— REQUIRED TASK 1 —
Switch "goal crossbar" to "goal net" in the data entries, across the stretch from the line containing "Please trace the outline of every instance of the green" through the end of the entries, and change nothing else. Return only that stretch.
╭─ EXCERPT TO READ
Overview of Iterative Linear System Solver Packages
Chapter 2 Discussion
Iterative methods are subject to several design decisions that affect ease
of use of the software and the resulting performance. In this section I
will give a global discussion of the issues involved, and how certain points
are addressed in the packages under review.
2.1 Preconditioners
A good preconditioner is necessary for the convergence of iterative methods
as the problem to be solved becomes more difficult. Good preconditioners
are hard to design, and this especially holds true in the case of parallel
processing. Here is a short inventory of the various kinds of preconditioners
found in the packages reviewed.
2.1.1 About incomplete factorisation preconditioners
Incomplete factorisations are among the most successful preconditioners
developed for single-processor computers. Unfortunately, since they are
implicit in nature, they cannot immediately be used on parallel architectures.
Most packages therefore concentrate on more parallel methods such as Block
Jacobi or Additive Schwarz. There are a few implementations of multicolour
incomplete factorisations.
BlockSolve95 is the only package catching breakdown of the ILU or IC
factorisation. The manual outlines code that successively shifts the diagonal
until the factorisation succeeds.
2.1.2 Preconditioners for sequential processing
On sequential architectures, the BPKIT package provides sophisticated block
factorisations, and LASpack contains multigrid solvers. Most other packages
supply the user with variants of ILU (Incomplete LU) or IC (Incomplete
Cholesky).
2.1.3 Preconditioners for parallel iterative methods
These are the approaches towards parallel preconditioning taken in the
packages under review here.
Direct approximations of the inverse SPAI (section 3.13)
is the only package that provides a direct approximation method to the
inverse of the coefficient matrix. Since such an approximation is applied
directly, using a matrix-vector product, it is trivially parallel. The
SPAI preconditioner is in addition also generated fully in parallel.
Block Jacobi Each processor solves its own subsystem,
and there is no communication between the processors. Since this strategy
neglects the global/implicit properties of the linear system, only a limited
improvement in the number of iterations can result. On the other hand,
this type of method is very parallel.
All parallel preconditioner packages provide some form of Block Jacobi
method.
Additive Schwarz As in the Block Jacobi method, each processor
solves a local subsystem. However, the local system is now augmented to
include bordering variables, which belong to other processors. A certain
amount of communication is now necessary, and the convergence improvement
can by much higher.
This method is available in Aztec (3.1), Petsc (3.10), ParPre (3.8),
PSparselib (3.12).
╰─
— REQUIRED TASK 2 —
Answer these questions about the overview of iterative solver packages:
(a) Which package catches breakdown of the ILU or IC factorisation?
(b) Which package contains multigrid solvers?
(c) Which package provides a direct approximation method to the inverse of the coefficient matrix?
╭─ STORED RECORDS
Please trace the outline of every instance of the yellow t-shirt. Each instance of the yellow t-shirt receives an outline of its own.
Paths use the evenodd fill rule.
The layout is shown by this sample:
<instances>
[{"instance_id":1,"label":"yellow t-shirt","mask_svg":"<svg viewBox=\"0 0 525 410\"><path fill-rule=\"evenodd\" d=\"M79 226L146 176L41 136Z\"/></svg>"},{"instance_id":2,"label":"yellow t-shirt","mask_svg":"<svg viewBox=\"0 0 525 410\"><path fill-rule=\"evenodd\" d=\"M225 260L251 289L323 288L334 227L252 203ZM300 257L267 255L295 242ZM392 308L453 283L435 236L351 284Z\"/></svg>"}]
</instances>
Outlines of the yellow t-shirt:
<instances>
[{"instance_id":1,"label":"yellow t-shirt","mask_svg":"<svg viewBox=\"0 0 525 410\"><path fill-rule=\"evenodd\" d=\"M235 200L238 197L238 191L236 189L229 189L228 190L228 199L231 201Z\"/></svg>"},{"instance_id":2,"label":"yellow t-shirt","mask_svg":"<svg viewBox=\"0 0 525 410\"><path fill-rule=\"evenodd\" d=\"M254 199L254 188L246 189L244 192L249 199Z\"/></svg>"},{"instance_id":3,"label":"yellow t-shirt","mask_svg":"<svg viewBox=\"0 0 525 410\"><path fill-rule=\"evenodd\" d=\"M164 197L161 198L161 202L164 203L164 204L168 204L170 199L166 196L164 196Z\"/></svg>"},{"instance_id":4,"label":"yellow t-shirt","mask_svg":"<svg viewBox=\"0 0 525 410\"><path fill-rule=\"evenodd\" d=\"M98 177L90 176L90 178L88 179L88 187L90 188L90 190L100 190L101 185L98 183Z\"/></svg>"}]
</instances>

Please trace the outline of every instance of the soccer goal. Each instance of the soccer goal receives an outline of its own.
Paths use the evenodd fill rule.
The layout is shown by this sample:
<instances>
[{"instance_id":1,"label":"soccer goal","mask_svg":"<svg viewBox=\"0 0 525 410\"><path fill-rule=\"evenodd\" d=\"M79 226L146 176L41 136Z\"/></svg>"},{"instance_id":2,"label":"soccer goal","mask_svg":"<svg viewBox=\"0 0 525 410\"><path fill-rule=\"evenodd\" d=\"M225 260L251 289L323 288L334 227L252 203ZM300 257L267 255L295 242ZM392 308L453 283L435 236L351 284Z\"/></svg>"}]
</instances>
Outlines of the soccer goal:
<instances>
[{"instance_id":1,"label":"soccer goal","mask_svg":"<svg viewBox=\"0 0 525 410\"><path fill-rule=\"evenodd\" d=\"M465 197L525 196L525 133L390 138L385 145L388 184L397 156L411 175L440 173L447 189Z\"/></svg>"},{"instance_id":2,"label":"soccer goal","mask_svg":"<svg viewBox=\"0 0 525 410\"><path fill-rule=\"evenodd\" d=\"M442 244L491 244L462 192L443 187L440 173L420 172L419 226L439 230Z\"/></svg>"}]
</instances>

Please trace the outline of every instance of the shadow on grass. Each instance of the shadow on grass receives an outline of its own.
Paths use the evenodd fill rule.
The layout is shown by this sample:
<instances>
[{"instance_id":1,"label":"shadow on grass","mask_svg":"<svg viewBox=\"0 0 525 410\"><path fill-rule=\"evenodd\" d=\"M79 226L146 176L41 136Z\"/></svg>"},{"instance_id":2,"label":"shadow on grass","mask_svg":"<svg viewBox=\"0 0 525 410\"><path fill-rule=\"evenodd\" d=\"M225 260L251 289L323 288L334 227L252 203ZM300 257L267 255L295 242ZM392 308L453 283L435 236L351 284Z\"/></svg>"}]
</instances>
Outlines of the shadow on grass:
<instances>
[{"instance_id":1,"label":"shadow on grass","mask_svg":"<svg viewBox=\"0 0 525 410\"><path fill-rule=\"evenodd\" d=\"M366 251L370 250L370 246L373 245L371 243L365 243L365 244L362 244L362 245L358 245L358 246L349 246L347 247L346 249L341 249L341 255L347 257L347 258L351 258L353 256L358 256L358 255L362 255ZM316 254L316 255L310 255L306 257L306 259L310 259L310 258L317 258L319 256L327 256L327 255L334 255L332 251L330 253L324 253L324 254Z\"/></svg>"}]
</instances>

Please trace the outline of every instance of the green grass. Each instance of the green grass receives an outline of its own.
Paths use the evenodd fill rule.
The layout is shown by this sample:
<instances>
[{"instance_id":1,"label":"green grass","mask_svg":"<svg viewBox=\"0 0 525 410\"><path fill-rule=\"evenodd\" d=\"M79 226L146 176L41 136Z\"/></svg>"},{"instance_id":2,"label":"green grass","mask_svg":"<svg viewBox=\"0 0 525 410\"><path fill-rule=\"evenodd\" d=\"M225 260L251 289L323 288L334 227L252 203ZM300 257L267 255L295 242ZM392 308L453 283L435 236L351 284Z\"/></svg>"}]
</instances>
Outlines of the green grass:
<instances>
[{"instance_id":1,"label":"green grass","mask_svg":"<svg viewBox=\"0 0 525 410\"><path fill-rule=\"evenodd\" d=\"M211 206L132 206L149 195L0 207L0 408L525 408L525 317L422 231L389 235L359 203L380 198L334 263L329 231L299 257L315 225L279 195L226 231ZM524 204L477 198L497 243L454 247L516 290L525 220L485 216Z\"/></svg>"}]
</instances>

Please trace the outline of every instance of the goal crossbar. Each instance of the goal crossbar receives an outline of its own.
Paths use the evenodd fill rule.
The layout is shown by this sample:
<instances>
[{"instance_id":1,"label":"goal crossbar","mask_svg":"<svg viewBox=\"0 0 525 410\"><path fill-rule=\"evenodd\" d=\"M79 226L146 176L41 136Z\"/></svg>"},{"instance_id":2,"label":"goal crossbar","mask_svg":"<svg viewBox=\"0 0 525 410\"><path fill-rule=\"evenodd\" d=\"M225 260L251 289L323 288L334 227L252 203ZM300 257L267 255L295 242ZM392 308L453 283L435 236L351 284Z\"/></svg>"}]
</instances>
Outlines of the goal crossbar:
╰─
— RIGHT ANSWER 1 —
Please trace the outline of every instance of the green grass. Each instance of the green grass receives an outline of its own.
Paths use the evenodd fill rule.
The layout is shown by this sample:
<instances>
[{"instance_id":1,"label":"green grass","mask_svg":"<svg viewBox=\"0 0 525 410\"><path fill-rule=\"evenodd\" d=\"M79 226L146 176L41 136Z\"/></svg>"},{"instance_id":2,"label":"green grass","mask_svg":"<svg viewBox=\"0 0 525 410\"><path fill-rule=\"evenodd\" d=\"M225 260L251 289L323 288L334 227L252 203ZM300 257L267 255L295 242ZM392 308L453 283L435 236L351 284Z\"/></svg>"}]
</instances>
Outlines of the green grass:
<instances>
[{"instance_id":1,"label":"green grass","mask_svg":"<svg viewBox=\"0 0 525 410\"><path fill-rule=\"evenodd\" d=\"M211 206L132 206L149 195L0 207L0 408L525 408L525 317L422 231L389 235L359 203L380 198L334 263L329 231L299 257L315 225L279 195L226 231ZM524 204L477 198L497 243L454 247L516 290L525 220L485 216Z\"/></svg>"}]
</instances>

Please trace the outline of every instance of the goal net. Each instance of the goal net receives an outline of its own.
Paths use the evenodd fill rule.
The layout is shown by this sample:
<instances>
[{"instance_id":1,"label":"goal net","mask_svg":"<svg viewBox=\"0 0 525 410\"><path fill-rule=\"evenodd\" d=\"M79 226L146 176L41 136Z\"/></svg>"},{"instance_id":2,"label":"goal net","mask_svg":"<svg viewBox=\"0 0 525 410\"><path fill-rule=\"evenodd\" d=\"M225 260L251 289L323 288L334 227L252 203ZM300 257L267 255L295 242ZM392 308L453 283L435 236L351 284Z\"/></svg>"}]
</instances>
Outlines of the goal net:

— RIGHT ANSWER 2 —
(a) BlockSolve95
(b) LASpack
(c) SPAI